In the listing below, please print the line that contains "Target: gravel ballast" and every line that follows it, exactly.

>> Start

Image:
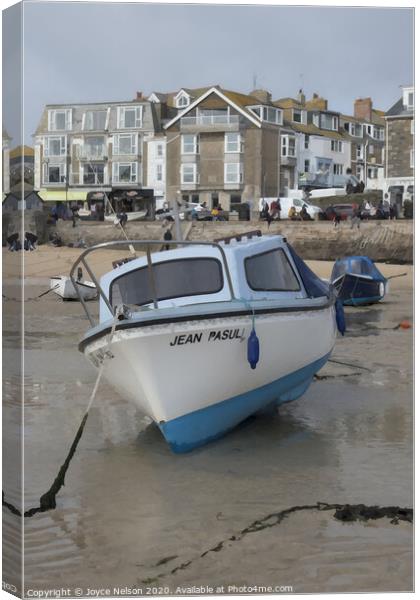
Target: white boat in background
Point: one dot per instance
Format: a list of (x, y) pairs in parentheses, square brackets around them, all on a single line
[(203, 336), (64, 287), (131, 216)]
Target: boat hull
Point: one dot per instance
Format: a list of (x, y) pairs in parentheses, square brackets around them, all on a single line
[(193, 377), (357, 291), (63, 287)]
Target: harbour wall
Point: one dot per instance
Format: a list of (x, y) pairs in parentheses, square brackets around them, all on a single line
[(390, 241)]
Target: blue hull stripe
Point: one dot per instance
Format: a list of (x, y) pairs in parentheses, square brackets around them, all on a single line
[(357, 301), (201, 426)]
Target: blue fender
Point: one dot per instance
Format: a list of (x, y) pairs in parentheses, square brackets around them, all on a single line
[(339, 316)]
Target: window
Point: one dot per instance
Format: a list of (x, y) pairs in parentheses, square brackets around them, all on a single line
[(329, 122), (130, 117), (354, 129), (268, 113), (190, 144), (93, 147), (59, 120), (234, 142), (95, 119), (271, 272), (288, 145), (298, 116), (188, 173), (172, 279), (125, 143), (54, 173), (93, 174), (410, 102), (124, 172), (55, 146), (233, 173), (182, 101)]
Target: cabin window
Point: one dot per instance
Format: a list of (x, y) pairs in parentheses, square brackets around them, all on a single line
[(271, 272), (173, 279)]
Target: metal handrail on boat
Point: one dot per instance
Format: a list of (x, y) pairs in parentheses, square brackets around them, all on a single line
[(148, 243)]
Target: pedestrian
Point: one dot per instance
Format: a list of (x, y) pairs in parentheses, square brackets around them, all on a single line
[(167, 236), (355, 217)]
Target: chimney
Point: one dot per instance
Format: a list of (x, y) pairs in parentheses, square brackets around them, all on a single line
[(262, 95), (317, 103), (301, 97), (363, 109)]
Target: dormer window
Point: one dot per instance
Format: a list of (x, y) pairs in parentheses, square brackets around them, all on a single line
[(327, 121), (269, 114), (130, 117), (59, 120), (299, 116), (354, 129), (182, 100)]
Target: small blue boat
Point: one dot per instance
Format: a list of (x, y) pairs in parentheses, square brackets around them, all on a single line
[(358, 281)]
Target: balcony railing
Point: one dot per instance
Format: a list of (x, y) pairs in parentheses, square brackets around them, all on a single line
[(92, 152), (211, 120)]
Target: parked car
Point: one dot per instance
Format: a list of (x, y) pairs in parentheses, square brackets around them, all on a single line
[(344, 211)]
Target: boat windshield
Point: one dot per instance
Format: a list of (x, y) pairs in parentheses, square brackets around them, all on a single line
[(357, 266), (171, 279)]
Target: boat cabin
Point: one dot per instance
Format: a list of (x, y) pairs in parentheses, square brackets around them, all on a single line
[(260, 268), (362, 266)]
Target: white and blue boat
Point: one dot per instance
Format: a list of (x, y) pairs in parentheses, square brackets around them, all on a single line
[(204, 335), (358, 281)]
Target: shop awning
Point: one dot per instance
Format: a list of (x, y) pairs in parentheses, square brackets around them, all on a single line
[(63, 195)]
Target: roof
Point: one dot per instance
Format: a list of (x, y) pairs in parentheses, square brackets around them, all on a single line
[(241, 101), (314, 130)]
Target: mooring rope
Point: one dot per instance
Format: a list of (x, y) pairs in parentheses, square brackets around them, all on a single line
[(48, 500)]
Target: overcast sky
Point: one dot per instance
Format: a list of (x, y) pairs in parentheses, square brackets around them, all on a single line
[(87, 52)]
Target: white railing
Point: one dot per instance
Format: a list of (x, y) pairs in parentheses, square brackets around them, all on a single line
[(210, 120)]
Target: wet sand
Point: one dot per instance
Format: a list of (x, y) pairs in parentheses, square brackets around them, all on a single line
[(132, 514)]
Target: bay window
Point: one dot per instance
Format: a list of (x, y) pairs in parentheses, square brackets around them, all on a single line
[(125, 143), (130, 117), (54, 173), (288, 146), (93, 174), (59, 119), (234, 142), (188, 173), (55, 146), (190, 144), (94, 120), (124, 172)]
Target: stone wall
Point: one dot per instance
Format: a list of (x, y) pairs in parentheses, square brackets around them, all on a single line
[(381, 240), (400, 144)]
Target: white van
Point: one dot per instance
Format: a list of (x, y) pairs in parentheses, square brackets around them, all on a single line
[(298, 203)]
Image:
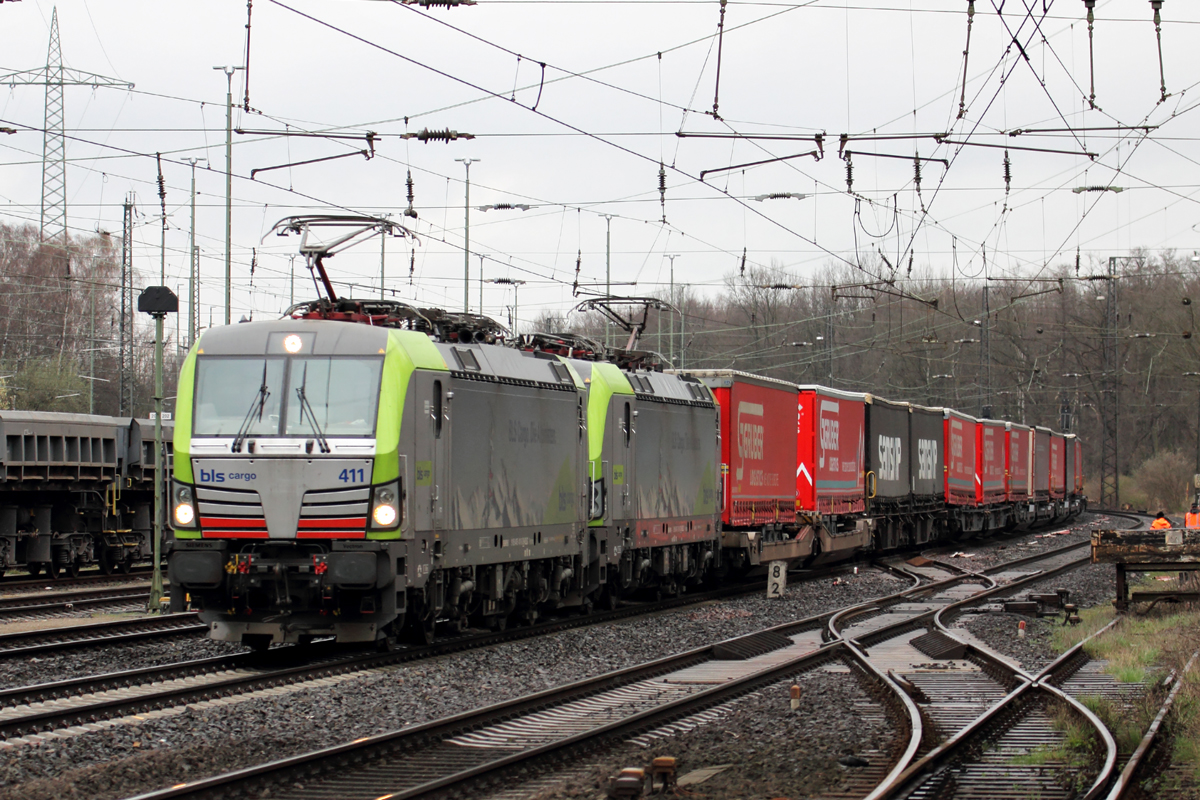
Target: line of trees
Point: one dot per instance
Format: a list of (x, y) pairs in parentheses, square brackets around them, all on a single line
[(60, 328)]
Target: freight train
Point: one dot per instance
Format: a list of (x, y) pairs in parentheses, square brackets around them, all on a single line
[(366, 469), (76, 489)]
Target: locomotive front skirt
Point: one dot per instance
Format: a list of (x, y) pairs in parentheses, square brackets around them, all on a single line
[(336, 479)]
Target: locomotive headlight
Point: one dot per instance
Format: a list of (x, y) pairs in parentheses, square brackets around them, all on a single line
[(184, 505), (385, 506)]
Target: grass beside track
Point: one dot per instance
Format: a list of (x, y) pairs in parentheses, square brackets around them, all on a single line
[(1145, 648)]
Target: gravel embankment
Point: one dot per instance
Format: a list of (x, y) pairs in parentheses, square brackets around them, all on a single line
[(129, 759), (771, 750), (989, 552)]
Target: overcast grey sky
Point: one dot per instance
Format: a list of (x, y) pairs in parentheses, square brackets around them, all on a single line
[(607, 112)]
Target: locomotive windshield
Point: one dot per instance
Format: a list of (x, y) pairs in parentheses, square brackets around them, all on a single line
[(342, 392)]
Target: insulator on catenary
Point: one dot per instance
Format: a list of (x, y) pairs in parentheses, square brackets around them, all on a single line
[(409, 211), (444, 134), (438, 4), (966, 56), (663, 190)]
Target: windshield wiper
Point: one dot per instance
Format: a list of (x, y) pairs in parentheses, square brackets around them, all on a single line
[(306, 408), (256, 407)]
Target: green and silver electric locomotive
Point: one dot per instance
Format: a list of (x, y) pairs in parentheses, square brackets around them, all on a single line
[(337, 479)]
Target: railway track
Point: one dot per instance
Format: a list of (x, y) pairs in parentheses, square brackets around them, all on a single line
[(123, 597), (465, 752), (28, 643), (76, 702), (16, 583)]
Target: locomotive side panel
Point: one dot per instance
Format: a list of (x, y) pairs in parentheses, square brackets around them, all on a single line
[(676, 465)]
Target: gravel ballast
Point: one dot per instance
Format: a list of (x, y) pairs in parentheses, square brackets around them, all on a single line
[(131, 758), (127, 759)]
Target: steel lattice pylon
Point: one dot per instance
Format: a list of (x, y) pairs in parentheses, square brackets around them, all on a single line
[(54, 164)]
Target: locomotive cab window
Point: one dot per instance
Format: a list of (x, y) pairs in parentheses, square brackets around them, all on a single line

>> End

- [WRITTEN RESPONSE]
Target: gravel ballast
Point: one dot per instance
Format: a list of (x, y) pairs in parentheses, square brackets around them, all on a single line
[(131, 758), (127, 759)]
Target: steel lattice pylon
Point: one dot per instance
Format: a list of (x, y) pairs in parentheses, square brackets around them, all on a single line
[(54, 164)]
Target: locomotive cab window
Point: one dot per instance
Format: a list of (x, y) pairs in parentheses, square brackets around them, all on a single line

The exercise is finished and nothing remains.